**** Bacaan yang Disediakan ****

Minggu, 14 September 2014

Nomadic Heart: Mengambil Hikmah dari Setiap Perjalanan


Judul: Nomadic Heart
Penulis: Ariy
Penerbit: B-First (imprint Bentang Pustaka)
Tahun Terbit: Cetakan Pertama, Februari 2013
Jumlah halaman: xiv + 174
ISBN: 978-602-8864-72-5

“Kau bisa meninggalkan masa lalu, berlari jauh darinya. Atau, kau bisa memasukkan masa lalumu ke dalam kotak besi baja, menguncinya, membuang kotak itu ke palung laut terdalam, dan melontarkan kuncinya ke belahan dunia lain. Tetapi, bisa apa kau pada masa lalu yang mengalir di pembuluh darahmu?”


Sepertinya saya salah membeli buku. Saya kira ini semacam novel travelling, gara-gara membaca blurb di belakang buku. Saya belum mengetahui informasi tentang buku ini, sampai seorang teman menawarkan buku-buku dengan diskon lumayan. Pilihan saya jatuh pada buku karena judulnya yang berbeda dengan buku-buku kebanyakan. Lalu, saya cari informasinya melalui twitter, dan ternyata hanya ada sedikit informasi. Bak membeli kucing dalam karung, buku ini pun jatuh ke tangan saya.

Setelah sampai di rumah, ternyata buku ini sejenis buku pengalaman travelling dari penulisnya yang juga baru saya kenal. Barangkali saya yang kurang pergaulan karena baru kenal. Sebenarnya, saya tidak terlalu suka membaca buku-buku traveling. Bahkan, saya punya buku pengalaman traveling yang ditulis oleh travel writer ternama, hasil dari hadiah lomba, yang hanya saya baca sekilas dan melompat-lompat. Baiklah, karena saya sedang haus membaca, saya paksakan membaca buku ini.

**** Materi Tersimpan ****

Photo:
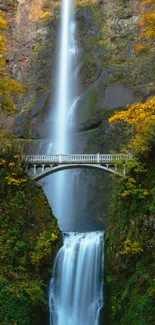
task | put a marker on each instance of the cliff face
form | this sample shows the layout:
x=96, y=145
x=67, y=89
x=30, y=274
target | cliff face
x=111, y=75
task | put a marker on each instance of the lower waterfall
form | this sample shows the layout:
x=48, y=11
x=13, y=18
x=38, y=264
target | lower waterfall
x=76, y=289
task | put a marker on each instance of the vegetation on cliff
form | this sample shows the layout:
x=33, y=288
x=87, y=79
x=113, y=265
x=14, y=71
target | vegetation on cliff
x=8, y=86
x=129, y=239
x=29, y=238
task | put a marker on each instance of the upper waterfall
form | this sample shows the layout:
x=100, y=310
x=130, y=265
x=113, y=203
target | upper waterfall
x=65, y=82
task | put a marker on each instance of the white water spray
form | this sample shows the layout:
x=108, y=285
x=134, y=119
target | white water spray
x=65, y=76
x=76, y=290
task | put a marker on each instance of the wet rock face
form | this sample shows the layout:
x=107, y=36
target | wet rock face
x=109, y=72
x=32, y=59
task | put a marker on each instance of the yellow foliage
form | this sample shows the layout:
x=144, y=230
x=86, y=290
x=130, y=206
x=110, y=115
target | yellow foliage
x=147, y=24
x=131, y=247
x=14, y=181
x=142, y=117
x=46, y=15
x=83, y=3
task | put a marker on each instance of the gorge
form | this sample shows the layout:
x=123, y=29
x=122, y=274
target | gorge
x=106, y=220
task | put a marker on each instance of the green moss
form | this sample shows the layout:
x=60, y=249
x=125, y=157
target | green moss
x=129, y=249
x=29, y=236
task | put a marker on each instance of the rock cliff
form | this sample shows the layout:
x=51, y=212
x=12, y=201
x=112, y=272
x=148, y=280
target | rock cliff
x=111, y=74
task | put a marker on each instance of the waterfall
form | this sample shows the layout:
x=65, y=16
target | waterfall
x=76, y=289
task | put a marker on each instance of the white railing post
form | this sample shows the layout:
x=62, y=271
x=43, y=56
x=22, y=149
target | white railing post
x=60, y=159
x=34, y=169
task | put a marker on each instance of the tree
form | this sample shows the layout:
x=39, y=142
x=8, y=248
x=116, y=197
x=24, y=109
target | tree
x=147, y=25
x=8, y=86
x=142, y=117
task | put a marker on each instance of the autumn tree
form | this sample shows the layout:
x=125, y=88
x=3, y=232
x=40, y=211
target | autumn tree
x=142, y=117
x=8, y=86
x=147, y=26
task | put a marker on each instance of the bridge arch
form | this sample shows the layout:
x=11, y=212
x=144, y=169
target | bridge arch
x=56, y=168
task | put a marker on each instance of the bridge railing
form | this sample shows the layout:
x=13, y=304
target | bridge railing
x=75, y=158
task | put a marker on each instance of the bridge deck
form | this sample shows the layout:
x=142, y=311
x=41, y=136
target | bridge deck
x=76, y=158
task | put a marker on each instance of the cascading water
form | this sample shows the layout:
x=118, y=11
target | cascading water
x=76, y=290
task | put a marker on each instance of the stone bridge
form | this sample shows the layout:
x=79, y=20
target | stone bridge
x=40, y=166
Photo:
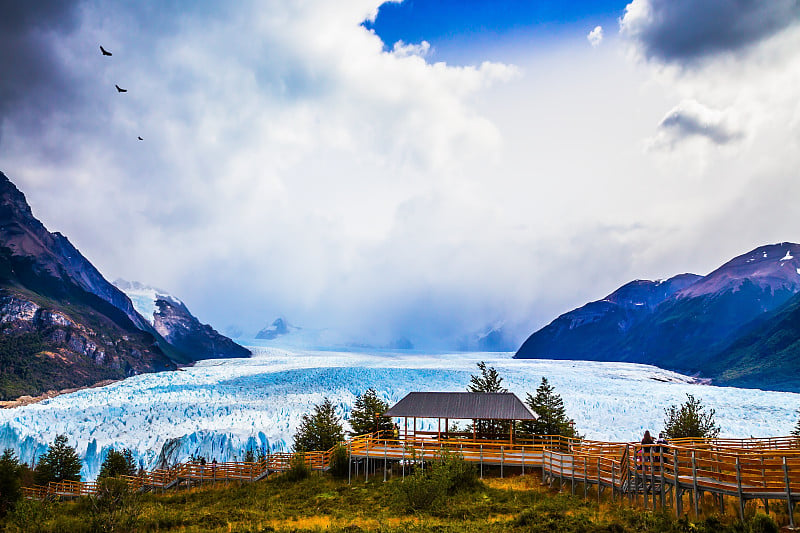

****

▶ Ketentuan Tugas
Terjemahkan ke dalam bahasa Inggris kalimat "Pilihan saya jatuh pada buku karena judulnya yang berbeda dengan buku-buku kebanyakan." dari bacaan tentang buku Nomadic Heart. Materi ini berdiri sendiri dan terpisah dari bacaan.

▶ Jawaban Lengkap
My choice fell on the book because its title was different from most other books.